Saved entries:
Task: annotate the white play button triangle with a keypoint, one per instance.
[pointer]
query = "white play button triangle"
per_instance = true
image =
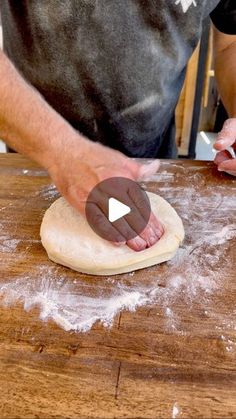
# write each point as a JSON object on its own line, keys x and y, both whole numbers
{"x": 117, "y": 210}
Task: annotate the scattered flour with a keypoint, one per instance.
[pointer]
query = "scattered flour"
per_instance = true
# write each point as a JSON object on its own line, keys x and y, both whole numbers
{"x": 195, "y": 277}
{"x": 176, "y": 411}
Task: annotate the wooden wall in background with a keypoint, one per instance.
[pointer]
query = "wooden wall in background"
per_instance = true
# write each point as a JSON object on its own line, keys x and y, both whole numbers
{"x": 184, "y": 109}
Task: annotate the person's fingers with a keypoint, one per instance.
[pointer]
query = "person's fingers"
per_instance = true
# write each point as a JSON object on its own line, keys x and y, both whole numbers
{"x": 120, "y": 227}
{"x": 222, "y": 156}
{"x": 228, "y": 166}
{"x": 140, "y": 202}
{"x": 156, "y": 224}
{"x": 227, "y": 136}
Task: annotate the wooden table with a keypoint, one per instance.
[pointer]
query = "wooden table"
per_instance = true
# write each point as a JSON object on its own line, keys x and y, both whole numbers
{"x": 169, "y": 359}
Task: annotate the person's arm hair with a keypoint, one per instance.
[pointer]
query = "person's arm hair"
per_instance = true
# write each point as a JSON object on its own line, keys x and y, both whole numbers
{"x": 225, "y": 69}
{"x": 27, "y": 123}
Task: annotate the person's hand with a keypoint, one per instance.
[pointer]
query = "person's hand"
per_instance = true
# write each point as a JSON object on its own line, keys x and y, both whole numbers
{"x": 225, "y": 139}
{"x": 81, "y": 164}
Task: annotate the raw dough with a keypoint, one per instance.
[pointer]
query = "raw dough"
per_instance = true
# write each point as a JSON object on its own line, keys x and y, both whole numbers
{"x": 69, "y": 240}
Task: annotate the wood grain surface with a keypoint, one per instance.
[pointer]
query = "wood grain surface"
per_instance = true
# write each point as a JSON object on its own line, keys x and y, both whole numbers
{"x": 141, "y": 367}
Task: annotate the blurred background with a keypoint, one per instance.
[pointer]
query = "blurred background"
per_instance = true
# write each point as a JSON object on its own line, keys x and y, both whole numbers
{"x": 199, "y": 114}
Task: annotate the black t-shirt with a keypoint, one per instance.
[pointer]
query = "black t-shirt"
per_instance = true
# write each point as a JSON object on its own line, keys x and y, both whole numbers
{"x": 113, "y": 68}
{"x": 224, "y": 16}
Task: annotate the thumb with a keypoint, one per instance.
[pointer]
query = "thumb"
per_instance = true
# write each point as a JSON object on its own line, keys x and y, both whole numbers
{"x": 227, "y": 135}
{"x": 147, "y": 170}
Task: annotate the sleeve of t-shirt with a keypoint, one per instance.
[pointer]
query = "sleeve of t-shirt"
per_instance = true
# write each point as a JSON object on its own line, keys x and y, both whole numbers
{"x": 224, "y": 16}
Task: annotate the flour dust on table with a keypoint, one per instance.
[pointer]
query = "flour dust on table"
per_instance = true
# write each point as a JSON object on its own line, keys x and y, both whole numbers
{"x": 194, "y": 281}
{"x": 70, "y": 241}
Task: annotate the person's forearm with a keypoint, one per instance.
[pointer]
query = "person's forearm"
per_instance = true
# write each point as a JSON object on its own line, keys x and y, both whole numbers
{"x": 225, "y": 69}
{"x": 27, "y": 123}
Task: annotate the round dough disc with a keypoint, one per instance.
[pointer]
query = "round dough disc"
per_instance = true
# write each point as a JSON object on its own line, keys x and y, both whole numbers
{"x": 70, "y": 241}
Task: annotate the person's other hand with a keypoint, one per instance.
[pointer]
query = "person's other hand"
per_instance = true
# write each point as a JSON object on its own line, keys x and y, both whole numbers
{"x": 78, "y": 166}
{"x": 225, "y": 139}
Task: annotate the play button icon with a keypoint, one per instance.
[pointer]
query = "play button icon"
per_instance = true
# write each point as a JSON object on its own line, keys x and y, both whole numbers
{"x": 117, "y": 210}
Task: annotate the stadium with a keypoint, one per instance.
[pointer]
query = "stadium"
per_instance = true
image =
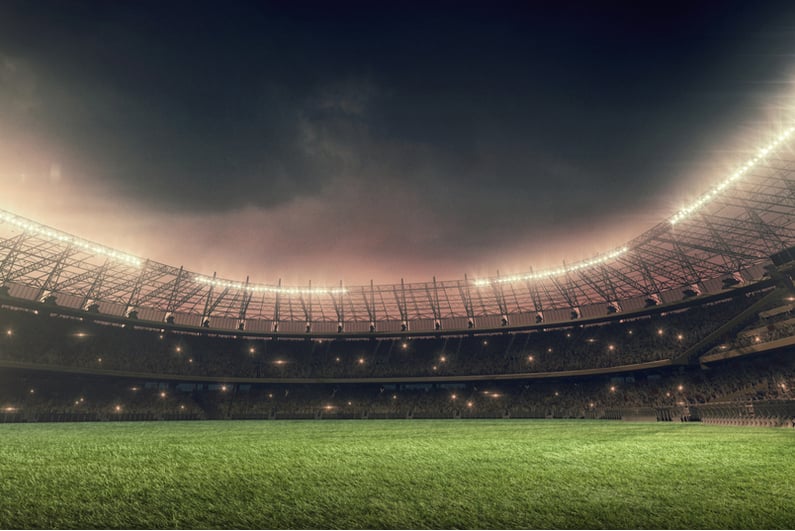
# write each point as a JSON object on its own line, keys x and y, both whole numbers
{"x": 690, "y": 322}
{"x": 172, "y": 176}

**Work order:** Copy out the entries verbatim, but skip every picture.

**Solution below:**
Task: annotate the white play button triangle with a keypoint, one per instance.
[pointer]
query = "white play button triangle"
per_instance = true
image =
# write each point as a JSON object on its own line, keys x and y, both whole numbers
{"x": 117, "y": 210}
Task: annotate the scattered flour with a keypoint, one per instance.
[pointer]
query = "scattered flour"
per_instance = true
# write each point as a JSON object on its own line, keys x and y, both whole numbers
{"x": 195, "y": 277}
{"x": 176, "y": 411}
Task: annotate the wooden wall in background with a keypoint, one per instance.
[pointer]
query = "wooden wall in background"
per_instance = true
# write each point as a JSON object on its own line, keys x and y, both whole numbers
{"x": 184, "y": 109}
Task: annotate the person's fingers with a keypoint, one per instance.
[pointer]
query = "person's fingers"
per_instance = true
# write each point as a JSON object on its own line, keys x and y, both whole numbers
{"x": 120, "y": 227}
{"x": 222, "y": 156}
{"x": 228, "y": 166}
{"x": 140, "y": 202}
{"x": 156, "y": 224}
{"x": 227, "y": 136}
Task: annotate the wooden table with a keypoint, one per instance.
[pointer]
query = "wooden table"
per_instance = true
# write each point as a JSON object on its own line, keys x and y, both whole numbers
{"x": 169, "y": 359}
Task: annotate the person's arm hair with a keypoint, one per instance.
[pointer]
query = "person's arm hair"
per_instance = true
# write each point as a JSON object on its own line, keys x and y, both whole numbers
{"x": 225, "y": 69}
{"x": 27, "y": 123}
Task: annotate the person's hand with a keypoint, one per instance.
[pointer]
query = "person's hand"
per_instance = true
# write each point as a JSON object on its own line, keys x and y, both whole numbers
{"x": 225, "y": 139}
{"x": 81, "y": 164}
Task: annotate the raw dough with a keypoint, one per instance.
[pointer]
query = "raw dough"
per_instance = true
# write each point as a JSON object on its own line, keys x and y, both whole numbers
{"x": 69, "y": 240}
Task: annotate the wood grain surface with a keypoint, one per instance.
[pointer]
query = "wood grain surface"
per_instance = true
# write each point as a JSON object on its own line, keys x and y, both whole numbers
{"x": 141, "y": 367}
Task: annotate the blurred background with a keypoint, one per instance.
[pointer]
query = "blurred background"
per_instance = true
# write each point as a JSON object on its own line, keys x and y, both whole numbers
{"x": 199, "y": 114}
Task: annotate the black t-shirt with a keypoint, one per instance.
[pointer]
query = "black t-shirt"
per_instance = true
# write each point as a JSON object on its own line, keys x and y, both whole numbers
{"x": 113, "y": 68}
{"x": 224, "y": 16}
Task: annotate the thumb with a keypoint, one per instance.
[pointer]
query = "thumb"
per_instance = true
# write each point as a JSON object on its own line, keys x and y, both whole numbers
{"x": 227, "y": 135}
{"x": 147, "y": 170}
Task: annotate the sleeve of t-shirt with a keypoint, one per instance.
[pointer]
query = "sleeve of t-shirt"
per_instance = true
# write each point as a JSON object on its own line, keys x and y, both whole numbers
{"x": 224, "y": 16}
Task: annotate the flour dust on table with a keypoint, one per instance.
[pointer]
query = "flour dust on table"
per_instance = true
# write each point as a JSON object on its own line, keys x and y, both whole numbers
{"x": 194, "y": 281}
{"x": 70, "y": 241}
Task: annotate the person's forearm with a keypoint, one per instance.
[pointer]
query = "person's forearm"
per_instance = true
# write each point as a JSON object on its own line, keys x and y, both whole numbers
{"x": 225, "y": 69}
{"x": 27, "y": 123}
Task: annotate the round dough disc with a keypoint, one per instance.
[pointer]
query = "round dough disc"
per_instance = true
# write each point as a JSON object on its own line, keys x and y, both whole numbers
{"x": 70, "y": 241}
Task: annotate the person's other hand with a keypoint, one per instance.
[pointer]
query = "person's other hand"
per_instance = true
# write each point as a JSON object on its own line, keys x and y, both whole numbers
{"x": 78, "y": 166}
{"x": 225, "y": 139}
Task: annotate the play button icon with a keypoint, one per instance.
[pointer]
query = "play button icon"
per_instance = true
# write each point as a JSON object on its own line, keys x and y, both whole numbers
{"x": 117, "y": 210}
Task: annotate the stadium with a keypoint, one per instance.
[pointer]
query = "stadium"
per_instance = true
image =
# write each point as a JSON object on its own line, keys x and y, both whole numbers
{"x": 690, "y": 322}
{"x": 172, "y": 176}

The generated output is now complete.